The problem:
Can you reproduce the items from their first line through the line containing "point(136, 294)", requests included, offsetting every coordinate in the answers by 108? Leave the pictures out.

☆ ☆ ☆

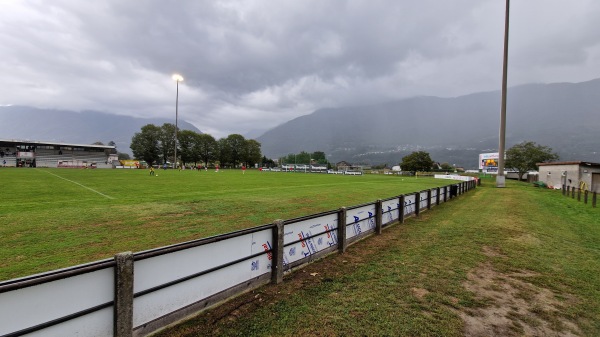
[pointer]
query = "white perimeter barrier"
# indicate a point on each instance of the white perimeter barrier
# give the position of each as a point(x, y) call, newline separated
point(136, 294)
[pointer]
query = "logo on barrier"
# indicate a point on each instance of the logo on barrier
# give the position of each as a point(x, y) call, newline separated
point(267, 248)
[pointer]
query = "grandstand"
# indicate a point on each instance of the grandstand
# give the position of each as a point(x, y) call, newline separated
point(25, 153)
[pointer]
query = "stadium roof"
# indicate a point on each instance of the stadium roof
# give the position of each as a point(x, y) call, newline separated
point(36, 142)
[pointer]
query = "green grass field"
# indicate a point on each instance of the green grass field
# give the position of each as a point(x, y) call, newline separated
point(56, 218)
point(518, 261)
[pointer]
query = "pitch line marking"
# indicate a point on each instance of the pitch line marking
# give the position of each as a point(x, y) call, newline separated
point(76, 183)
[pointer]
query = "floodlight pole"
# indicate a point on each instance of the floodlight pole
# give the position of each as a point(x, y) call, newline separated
point(500, 179)
point(177, 78)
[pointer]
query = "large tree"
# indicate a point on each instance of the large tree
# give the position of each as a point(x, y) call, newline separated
point(233, 146)
point(252, 153)
point(417, 161)
point(145, 145)
point(524, 157)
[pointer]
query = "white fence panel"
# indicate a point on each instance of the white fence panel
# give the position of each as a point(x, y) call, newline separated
point(309, 231)
point(389, 210)
point(38, 304)
point(97, 324)
point(360, 220)
point(167, 300)
point(433, 196)
point(423, 199)
point(162, 269)
point(409, 204)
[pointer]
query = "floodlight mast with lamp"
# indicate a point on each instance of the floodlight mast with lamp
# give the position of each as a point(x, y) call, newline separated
point(177, 78)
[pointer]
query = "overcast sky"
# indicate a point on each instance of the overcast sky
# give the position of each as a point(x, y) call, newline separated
point(252, 65)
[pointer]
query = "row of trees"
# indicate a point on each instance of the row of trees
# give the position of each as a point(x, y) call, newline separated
point(522, 157)
point(156, 145)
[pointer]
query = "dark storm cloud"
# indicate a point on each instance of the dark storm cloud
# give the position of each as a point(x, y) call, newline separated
point(255, 64)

☆ ☆ ☆

Answer to the problem:
[pointer]
query = "white perimeter barrier"
# indicate a point on each instance of the white perimeter barrier
# give the position of each as a point(x, y) call, newline separated
point(244, 402)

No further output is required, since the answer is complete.